#### Passage shown
After fumbling three attempts to pass unpopular health care bills, Congress is now tripping over a popular one.
Chalk it up to crisis legislating, which is the new normal on Washington, D.C., where every issue is taken right to the deadline and beyond.
Funding expired Sunday for the Children’s Health Insurance Program, a program that ensures children in low- to moderate-income families have access to health care. The program began in 1997, thanks to a bipartisan bill.
The program holds appeal because children are relatively cheap to cover and they shouldn’t have to face the consequences of their parents’ insurance status.
Before CHIP, the uninsured rate among children was 14 percent. Now it’s less than 5 percent. About 9 million children are covered nationwide, with about 60,000 in Washington state and 22,000 in Idaho.
In mid-September, reauthorization looked safe, with Sen. Orrin Hatch, R-Utah, and Ron Wyden, D-Ore., reaching agreement on a five-year extension. Then the third attempt to repeal the Affordable Care Act grabbed all of the attention on Capitol Hill.
States can hold unspent CHIP funds in reserve, so the impact of failing to reauthorize varies from state to state. Medicaid officials, who manage the federal funds, say some states will begin feeling the impact by the end of December. Half the states, including Washington and Idaho, will be affected by the end of March, according to the Los Angeles Times.
The Affordable Care Act increased federal allotments to CHIP from 2014-2019. Conservatives want to kill that increase; liberals want to make it permanent. Hatch and Wyden settled on phasing it out over several years. That’s a reasonable compromise with the federal budget deficit running so high.
########
#### Extracted data
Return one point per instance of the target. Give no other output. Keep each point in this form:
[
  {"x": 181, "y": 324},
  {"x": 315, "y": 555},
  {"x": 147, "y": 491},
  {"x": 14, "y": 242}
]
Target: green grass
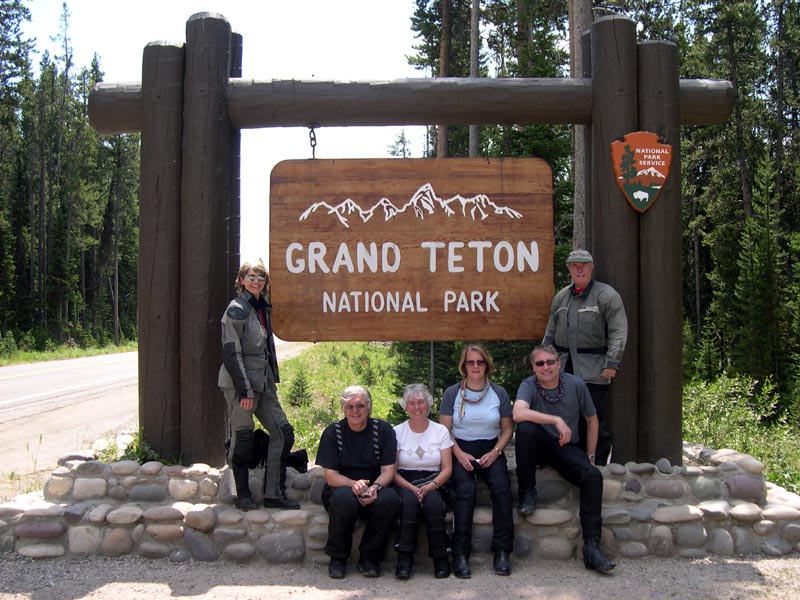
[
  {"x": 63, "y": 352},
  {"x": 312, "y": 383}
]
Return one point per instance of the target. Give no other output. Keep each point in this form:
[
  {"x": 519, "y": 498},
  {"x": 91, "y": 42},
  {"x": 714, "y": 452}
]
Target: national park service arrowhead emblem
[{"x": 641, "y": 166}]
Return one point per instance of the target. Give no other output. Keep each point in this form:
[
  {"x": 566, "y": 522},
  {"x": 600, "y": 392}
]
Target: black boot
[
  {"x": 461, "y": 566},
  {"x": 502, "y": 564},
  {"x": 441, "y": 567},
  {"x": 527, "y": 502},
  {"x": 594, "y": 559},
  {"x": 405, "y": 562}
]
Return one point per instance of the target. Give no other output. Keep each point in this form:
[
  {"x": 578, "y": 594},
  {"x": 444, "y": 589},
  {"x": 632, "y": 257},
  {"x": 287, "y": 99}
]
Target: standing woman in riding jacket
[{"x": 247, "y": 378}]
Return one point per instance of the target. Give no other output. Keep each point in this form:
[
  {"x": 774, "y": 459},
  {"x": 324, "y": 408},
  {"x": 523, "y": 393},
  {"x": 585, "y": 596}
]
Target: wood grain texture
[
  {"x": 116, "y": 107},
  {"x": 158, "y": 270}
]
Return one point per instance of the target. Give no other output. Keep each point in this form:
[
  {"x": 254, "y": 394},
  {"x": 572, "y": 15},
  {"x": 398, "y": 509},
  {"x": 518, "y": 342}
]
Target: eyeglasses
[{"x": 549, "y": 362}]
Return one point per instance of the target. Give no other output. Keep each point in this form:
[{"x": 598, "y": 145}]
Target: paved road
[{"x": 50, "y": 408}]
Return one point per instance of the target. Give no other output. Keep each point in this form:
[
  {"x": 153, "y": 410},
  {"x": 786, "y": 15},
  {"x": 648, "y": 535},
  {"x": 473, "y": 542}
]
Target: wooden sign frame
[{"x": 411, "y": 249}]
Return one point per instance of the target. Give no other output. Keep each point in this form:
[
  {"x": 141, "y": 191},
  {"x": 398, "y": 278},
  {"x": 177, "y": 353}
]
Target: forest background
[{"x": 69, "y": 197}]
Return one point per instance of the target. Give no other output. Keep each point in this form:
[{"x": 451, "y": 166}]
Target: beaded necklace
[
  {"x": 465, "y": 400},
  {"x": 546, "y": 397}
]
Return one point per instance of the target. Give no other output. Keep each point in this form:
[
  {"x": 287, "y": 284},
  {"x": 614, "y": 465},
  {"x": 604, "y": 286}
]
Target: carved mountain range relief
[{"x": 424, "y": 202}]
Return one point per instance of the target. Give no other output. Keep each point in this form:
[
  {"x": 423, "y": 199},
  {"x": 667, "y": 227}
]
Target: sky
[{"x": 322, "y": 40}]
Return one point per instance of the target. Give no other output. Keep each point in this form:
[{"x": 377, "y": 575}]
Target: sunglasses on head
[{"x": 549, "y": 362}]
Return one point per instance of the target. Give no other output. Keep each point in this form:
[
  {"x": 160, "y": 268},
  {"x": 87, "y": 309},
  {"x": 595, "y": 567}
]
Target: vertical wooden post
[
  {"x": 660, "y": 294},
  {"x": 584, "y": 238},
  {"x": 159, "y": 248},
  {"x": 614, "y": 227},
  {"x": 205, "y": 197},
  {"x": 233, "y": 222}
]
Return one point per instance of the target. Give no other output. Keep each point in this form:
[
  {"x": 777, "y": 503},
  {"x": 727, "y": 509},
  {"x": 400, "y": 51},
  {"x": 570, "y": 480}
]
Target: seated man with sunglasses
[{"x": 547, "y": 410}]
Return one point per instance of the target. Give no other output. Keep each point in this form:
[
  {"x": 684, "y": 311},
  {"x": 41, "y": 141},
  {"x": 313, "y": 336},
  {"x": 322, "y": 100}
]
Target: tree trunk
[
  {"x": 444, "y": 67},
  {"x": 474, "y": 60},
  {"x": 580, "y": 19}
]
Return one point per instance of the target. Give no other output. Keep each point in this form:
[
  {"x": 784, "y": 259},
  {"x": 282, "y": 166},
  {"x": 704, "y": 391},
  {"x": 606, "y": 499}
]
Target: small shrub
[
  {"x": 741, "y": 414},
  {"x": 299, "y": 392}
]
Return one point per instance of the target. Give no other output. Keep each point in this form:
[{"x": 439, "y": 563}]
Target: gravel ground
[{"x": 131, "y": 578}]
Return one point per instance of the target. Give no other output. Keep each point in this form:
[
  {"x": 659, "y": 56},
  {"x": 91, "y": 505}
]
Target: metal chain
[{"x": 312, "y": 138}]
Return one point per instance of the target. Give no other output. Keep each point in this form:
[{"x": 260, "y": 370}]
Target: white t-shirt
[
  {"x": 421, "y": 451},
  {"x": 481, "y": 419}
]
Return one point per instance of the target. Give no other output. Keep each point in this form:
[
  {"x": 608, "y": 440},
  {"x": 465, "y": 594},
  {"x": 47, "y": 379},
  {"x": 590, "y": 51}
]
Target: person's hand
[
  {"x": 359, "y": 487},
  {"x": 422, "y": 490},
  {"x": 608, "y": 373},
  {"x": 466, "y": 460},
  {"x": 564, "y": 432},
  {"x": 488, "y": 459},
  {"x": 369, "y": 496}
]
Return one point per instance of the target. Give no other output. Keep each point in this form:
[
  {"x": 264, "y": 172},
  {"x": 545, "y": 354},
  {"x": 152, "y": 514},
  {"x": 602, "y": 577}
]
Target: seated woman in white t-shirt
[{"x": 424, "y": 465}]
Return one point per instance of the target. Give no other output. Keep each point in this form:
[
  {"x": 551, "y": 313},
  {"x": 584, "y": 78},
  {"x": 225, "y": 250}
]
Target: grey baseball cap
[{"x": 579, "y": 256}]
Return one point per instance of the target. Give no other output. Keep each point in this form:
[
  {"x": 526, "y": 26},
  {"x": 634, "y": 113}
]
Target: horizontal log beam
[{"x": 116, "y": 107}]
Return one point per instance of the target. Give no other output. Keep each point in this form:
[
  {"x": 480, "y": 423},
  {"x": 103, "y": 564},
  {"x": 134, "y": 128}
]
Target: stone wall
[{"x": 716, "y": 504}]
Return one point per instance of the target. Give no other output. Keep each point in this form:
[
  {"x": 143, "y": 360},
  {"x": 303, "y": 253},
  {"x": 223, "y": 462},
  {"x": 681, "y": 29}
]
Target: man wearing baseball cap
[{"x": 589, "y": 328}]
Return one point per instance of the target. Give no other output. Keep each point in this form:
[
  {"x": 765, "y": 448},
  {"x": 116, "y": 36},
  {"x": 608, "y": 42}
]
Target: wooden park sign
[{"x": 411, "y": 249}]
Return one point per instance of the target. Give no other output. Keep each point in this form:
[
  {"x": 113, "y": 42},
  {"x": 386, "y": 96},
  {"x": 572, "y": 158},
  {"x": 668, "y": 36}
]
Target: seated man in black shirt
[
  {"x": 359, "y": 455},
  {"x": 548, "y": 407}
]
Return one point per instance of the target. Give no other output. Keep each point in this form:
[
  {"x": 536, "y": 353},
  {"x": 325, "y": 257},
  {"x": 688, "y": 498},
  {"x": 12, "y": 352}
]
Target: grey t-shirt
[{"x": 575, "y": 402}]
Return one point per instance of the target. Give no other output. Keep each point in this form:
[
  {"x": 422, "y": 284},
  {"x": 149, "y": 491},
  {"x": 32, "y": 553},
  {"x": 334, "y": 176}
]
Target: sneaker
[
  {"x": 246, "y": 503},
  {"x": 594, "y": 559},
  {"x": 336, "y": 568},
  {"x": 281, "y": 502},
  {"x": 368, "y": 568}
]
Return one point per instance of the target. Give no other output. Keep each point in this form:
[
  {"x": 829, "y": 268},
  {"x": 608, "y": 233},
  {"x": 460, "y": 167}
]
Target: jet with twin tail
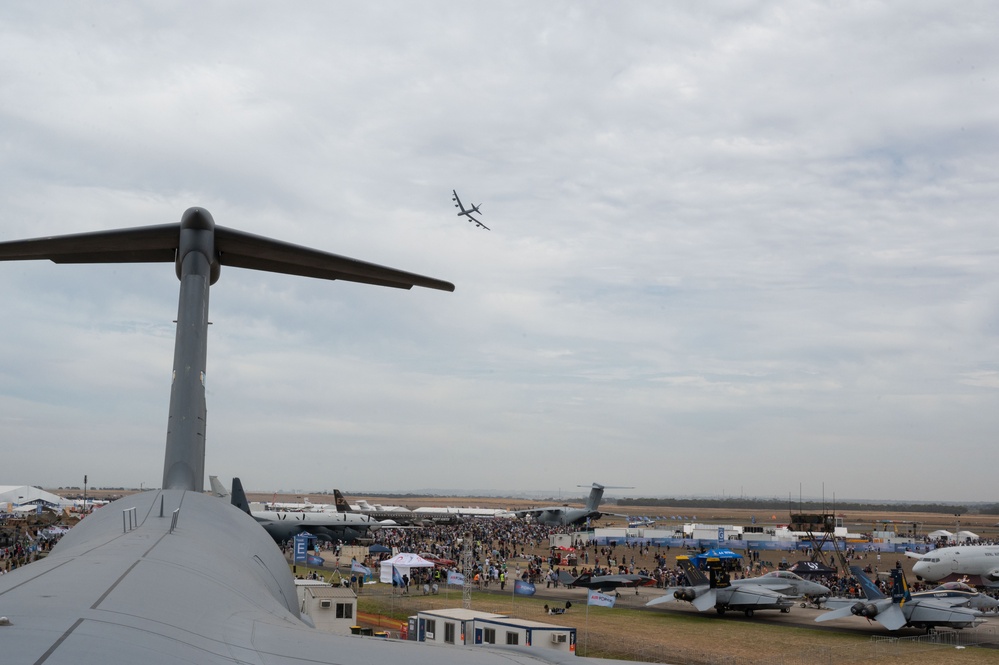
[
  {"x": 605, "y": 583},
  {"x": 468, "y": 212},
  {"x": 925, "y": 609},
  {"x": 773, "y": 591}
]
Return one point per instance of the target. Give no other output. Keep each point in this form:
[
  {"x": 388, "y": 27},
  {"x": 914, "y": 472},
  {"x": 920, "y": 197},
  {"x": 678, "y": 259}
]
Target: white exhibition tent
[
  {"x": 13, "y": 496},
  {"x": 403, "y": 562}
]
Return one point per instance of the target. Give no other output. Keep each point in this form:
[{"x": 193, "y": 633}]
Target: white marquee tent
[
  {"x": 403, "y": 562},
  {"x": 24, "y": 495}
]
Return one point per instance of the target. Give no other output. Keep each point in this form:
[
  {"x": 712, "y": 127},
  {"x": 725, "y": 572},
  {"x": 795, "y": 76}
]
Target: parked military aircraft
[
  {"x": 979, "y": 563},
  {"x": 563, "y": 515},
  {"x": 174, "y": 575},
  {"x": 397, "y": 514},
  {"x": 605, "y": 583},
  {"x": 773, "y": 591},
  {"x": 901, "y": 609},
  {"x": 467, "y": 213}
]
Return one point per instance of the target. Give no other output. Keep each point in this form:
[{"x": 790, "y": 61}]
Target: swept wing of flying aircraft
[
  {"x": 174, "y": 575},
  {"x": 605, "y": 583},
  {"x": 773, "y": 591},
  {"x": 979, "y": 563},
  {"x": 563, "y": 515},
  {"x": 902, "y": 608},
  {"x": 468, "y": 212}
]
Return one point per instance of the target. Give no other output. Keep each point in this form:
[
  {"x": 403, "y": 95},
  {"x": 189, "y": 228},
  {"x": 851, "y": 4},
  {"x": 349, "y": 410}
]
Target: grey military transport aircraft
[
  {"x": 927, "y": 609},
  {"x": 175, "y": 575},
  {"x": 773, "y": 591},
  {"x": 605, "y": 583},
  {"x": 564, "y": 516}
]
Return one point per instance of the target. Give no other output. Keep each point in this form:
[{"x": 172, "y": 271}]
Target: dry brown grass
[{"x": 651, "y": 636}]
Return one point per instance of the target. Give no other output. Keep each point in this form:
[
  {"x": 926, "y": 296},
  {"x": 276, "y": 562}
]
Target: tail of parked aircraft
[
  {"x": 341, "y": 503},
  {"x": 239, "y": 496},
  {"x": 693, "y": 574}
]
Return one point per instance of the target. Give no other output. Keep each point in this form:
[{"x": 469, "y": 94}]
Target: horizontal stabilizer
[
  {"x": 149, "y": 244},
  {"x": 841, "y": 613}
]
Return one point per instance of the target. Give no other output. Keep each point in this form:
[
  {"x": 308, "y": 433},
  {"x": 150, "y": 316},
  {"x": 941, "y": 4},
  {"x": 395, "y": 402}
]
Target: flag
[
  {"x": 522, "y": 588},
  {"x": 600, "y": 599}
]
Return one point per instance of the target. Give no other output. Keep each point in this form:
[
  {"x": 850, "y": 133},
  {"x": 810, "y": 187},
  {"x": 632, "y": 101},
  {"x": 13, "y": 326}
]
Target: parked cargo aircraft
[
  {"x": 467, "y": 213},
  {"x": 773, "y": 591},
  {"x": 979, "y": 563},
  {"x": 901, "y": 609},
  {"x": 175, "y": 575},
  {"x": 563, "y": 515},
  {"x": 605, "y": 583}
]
########
__Activity 1__:
Answer these questions from the passage on the Children's Health Insurance Program.
(a) In what year did the program begin?
(b) What was the uninsured rate among children before CHIP?
(c) Which two senators reached agreement on a five-year extension?
__Activity 2__: Extend the passage on the Children's Health Insurance Program, picking up after its final sentence.

__Answer section 1__:
(a) 1997
(b) 14 percent
(c) Sen. Orrin Hatch, R-Utah, and Ron Wyden, D-Ore.

__Answer section 2__:
The Senate bill passed the U.S. Senate Finance Committee on Wednesday. Sen. Maria Cantwell, D-Wash., and Sen. Mike Crapo, R-Idaho, both sit on the committee and they support the bill.
However, the House Energy and Commerce Committee has its own version, and the chief difference is financing. Republicans on the committee want to tap Medicare and the Affordable Care Act to pay for reauthorization. The panel passed its bill, with all Democrats opposing, which sets up an all-too-familiar situation in Congress if these competing versions both succeed: a stalemate.
It isn’t reasonable to let CHIP lapse for any period of time. By the same token, it is reasonable to ask how it will be paid for. The same holds true for the House and Senate as they ponder tax cuts. The president’s proposal comes without commensurate budget offsets.
CHIP has been a great success, and it remains popular among Republicans and Democrats. Congress should pass an extension, and be quick about it.
If it can’t, then it really is hopeless on health care.